> [Description of the task]: Output nothing but the lines from the line with "Check that every instance of the bird's foot" through the end of the listing below, both ends included.

> [Task input]:
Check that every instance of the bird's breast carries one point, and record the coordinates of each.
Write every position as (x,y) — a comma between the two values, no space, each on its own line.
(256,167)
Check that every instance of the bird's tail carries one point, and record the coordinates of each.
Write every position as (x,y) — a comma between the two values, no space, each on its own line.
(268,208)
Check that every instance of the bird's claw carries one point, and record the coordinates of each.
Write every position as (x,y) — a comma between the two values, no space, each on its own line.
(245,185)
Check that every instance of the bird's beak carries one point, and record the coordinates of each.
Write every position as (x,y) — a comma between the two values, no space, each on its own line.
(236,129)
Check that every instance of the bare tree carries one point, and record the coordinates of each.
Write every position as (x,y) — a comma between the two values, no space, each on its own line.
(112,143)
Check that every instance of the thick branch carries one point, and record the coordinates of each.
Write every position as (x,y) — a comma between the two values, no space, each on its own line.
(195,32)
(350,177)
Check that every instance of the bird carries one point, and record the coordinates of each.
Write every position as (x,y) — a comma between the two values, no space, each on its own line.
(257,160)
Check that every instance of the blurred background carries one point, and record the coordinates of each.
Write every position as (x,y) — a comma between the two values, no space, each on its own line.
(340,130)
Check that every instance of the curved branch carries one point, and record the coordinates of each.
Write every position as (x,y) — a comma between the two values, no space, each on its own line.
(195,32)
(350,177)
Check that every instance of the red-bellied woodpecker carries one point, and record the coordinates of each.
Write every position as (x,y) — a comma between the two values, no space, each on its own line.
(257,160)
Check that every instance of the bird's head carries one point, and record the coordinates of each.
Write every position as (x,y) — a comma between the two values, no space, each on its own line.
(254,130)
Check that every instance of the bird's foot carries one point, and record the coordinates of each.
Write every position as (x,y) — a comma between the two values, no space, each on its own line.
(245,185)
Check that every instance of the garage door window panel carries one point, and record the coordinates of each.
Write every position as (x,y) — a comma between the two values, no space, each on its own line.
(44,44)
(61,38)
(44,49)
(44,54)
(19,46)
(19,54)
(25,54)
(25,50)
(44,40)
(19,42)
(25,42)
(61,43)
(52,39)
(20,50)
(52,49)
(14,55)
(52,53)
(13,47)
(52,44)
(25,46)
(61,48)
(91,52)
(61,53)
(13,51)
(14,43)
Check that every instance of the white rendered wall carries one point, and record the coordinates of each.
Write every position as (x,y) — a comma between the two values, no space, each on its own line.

> [Completed exercise]:
Check that every instance of the bird's foot carries one point, and record the coordinates of each.
Write every position as (x,y) — a comma between the two values, no space, each on its own line.
(245,185)
Check that every instance of the garage door window panel carries one point, and record the coordinates of each.
Write every position as (x,y) — a comma between the two values, no space, each on its own line.
(44,44)
(61,38)
(44,49)
(44,54)
(19,46)
(19,54)
(25,54)
(25,50)
(44,40)
(19,42)
(25,42)
(61,43)
(52,39)
(20,50)
(52,49)
(14,55)
(52,53)
(13,47)
(52,44)
(25,46)
(61,48)
(91,52)
(61,53)
(13,51)
(14,43)
Check that every instance of the white rendered wall carries one point, and record the coordinates of each.
Write every position as (x,y) — a comma between the two values, no space, each on its own line.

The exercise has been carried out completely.